- TASKS TO COMPLETE -
**A.** Answer these from the passage on Victorian satire, one line each:
(i) Through which character does Disraeli describe the British?
(ii) What does Sir Telegraph Paxarett say he will lay down?
(iii) Which American work does the passage rank above the English Utopian books it names?
**B.** Pick up the passage on Victorian satire after its final sentence and extend it in the same voice.

- TEXT SHOWN -
____________________

These criticisms are all from within. Disraeli is able to contribute one from without. He describes the British through his Jewish Besso:[354]
“There is not a race so proud, so wilful, so rash and so obstinate. They live in a misty clime, on raw meats, and wines of fire. They laugh at their fathers, and never say a prayer. They pass their days in the chase, gaming, and all violent courses. They have all the power of the State, and all its wealth; and when they can wring no more from their peasants, they plunder the kings of India.”
Nevertheless they all, even the Hebrew within their parliamentary halls, believed in the English character and the civilization it was blunderingly working out. The most incorrigible satirist of that civilization was Peacock (who often, we suspect, gets carried away by his own eloquence), and in his fervent summary of almost all our public failures, he hints in the very phrasing, although ironically, at the possibility of these failures being transformed into successes. Sir Telegraph Paxarett, accused of extravagance, retorts with a conditional promise of retrenchment:[355]
“When ecclesiastical dignitaries imitate the temperance and humility of the founder of that religion by which they feed and flourish; when the man in place acts on the principles which he professed while he was out; when borough electors will not sell their suffrage, nor their representatives their votes; when poets are not to be hired for the maintenance of any opinion; when learned divines can afford to have a conscience; when universities are not one hundred years in knowledge behind all the rest of the world; when young ladies speak as they think, and when those who shudder at a tale of the horror of slavery will deprive their own palates of a sweet taste, for the purpose of contributing all in their power to its extinction:—why then, Forester, I will lay down my barouche.”
Satire, being frankly a destructive process, makes no pretense of supplementing its iconoclasm by reconstruction. But such implication of reform as may lurk in the criticism that paves the way may be looked for more assuredly than elsewhere in attacks on institutions. Such criticism is neither lowered by the recrimination that puts satire of individuals below the normal satiric level, nor elevated by the artistic detachment that lifts satire of human nature above it. For it is not in the too small lump of the solitary specimen that the leaven can best work, nor yet in the too large mass of the whole human race. It is in the unit between these two extremes, the body politic or social or religious or educational, that it may best perform its fermenting ministrations.
Even so, however, the idealism of the Victorian novelists did not take this positive turn. English genius has on the whole contributed its share to the anthology of Utopian vision, even to the furnishing of the name, but the nineteenth century, preëminent in criticism and speculation, venting more talk about it than all the other centuries put together, has to its credit in this line, aside from Erewhon and The Coming Race, only Morris’s News from Nowhere, and that is too naïve in its simplification of human nature and too absurd in its glorification of medievalism to be taken seriously. More carefully thought out as an Ideal State, more searching in its seriousness, more pertinent in its satire, and more constructive in its conclusion, than any of these, is the American product, Bellamy’s Looking Backward.

____________________

- EXCERPTED RECORDS -
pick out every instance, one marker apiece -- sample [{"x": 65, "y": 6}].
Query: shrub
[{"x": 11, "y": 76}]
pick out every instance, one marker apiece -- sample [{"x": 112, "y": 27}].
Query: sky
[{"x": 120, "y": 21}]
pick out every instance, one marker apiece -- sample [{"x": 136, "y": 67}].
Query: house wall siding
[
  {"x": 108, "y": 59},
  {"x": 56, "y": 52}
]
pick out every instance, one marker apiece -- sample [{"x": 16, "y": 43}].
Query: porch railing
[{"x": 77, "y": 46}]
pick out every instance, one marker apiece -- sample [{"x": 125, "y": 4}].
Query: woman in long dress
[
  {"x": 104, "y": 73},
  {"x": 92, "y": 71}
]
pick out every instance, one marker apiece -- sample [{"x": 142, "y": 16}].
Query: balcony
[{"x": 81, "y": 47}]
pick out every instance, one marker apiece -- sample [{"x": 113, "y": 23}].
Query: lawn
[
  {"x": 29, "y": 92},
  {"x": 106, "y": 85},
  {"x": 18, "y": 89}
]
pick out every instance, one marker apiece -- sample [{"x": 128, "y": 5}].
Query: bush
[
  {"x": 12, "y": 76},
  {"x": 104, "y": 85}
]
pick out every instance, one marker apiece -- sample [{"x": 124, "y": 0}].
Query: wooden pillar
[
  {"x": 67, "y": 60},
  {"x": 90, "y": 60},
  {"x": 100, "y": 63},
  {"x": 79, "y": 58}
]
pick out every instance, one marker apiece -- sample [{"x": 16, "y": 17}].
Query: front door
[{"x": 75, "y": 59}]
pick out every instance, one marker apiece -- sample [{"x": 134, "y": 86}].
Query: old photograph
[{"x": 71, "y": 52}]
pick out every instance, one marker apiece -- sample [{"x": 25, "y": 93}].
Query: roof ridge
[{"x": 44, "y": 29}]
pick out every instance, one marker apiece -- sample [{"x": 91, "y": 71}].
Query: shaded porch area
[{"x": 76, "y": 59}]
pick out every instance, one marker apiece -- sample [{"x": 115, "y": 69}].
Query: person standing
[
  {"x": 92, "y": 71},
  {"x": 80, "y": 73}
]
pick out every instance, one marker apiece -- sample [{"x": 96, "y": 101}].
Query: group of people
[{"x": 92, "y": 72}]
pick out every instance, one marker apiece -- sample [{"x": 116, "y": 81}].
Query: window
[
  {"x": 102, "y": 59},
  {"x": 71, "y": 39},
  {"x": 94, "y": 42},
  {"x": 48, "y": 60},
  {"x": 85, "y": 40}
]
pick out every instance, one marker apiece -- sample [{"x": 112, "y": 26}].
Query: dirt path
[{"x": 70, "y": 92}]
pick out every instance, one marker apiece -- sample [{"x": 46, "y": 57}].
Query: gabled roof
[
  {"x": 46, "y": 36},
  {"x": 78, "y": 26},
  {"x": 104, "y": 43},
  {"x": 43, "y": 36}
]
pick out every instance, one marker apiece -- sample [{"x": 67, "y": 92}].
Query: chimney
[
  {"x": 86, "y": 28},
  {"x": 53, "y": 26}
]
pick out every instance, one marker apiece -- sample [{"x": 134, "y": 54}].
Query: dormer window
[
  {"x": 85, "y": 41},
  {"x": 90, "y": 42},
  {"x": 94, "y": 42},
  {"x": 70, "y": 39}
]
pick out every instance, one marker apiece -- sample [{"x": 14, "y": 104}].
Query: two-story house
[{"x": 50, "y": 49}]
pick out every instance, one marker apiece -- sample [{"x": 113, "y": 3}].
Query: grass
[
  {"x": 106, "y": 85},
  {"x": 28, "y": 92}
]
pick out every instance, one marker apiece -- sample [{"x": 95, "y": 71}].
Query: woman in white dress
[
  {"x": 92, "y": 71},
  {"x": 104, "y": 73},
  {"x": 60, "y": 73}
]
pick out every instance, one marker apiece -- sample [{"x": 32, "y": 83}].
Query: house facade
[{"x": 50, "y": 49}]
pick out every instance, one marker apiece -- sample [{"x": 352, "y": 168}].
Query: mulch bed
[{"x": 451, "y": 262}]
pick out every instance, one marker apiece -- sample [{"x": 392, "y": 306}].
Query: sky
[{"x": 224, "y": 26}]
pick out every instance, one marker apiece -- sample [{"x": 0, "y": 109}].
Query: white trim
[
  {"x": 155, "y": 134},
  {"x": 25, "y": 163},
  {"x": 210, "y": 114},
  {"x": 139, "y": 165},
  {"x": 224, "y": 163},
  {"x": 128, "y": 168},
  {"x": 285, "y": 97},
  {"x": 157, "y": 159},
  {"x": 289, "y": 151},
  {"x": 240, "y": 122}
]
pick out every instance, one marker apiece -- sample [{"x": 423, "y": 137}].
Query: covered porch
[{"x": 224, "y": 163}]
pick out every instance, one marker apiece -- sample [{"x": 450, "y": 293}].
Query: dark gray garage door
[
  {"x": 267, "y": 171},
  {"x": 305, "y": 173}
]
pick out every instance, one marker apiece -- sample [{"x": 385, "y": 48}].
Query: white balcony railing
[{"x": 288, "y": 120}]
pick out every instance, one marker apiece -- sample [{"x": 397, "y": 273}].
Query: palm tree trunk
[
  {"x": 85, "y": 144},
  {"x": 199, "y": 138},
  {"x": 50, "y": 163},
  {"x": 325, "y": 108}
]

____________________

- REPLIES -
**A.**
(i) His Jewish character Besso.
(ii) His barouche.
(iii) Bellamy's Looking Backward.

**B.**
The Victorians did their looking backward literally from their own present instead of an imagined future. And since in so doing they did for the most part but cast their eye on prospects drear, and since they shrank from a future they could only guess and fear if they thought about it at all, they wisely and practically spent themselves on the present. And because of this acceptance of the present and all its institutions as a whole, they could couch their lances only against this or that detail, not against the challenge of civilization itself.
The following instances show a characteristic difference in their resemblance. “In England, poverty is a crime,” exclaims Lytton in the nineteenth century. The observation is ironic, the tone scornful, and the object of the ironic scorn is the snobbishness of those who from the heights of wealth look down upon and despise the poor. The rebuke is intended for the alien attitude toward that portion of society which we may expect, according to Biblical authority, always to have with us. Poverty itself is a mysterious dispensation, having indeed many discernible compensations, and ever mitigable by applied morality.
“Poverty is the only crime,” echoes Bernard Shaw in the twentieth century. His assertion is meant literally, the tone is decisive, and the indictment is lodged against society at large for being so stupid and inefficient as to permit such a canker, pernicious but curable, to infect its body.
To remedy the supercilious attitude toward the poor is still to leave poverty intact and in permanent possession of the field. To remedy the criminal carelessness which tolerates its presence is to abolish the thing itself.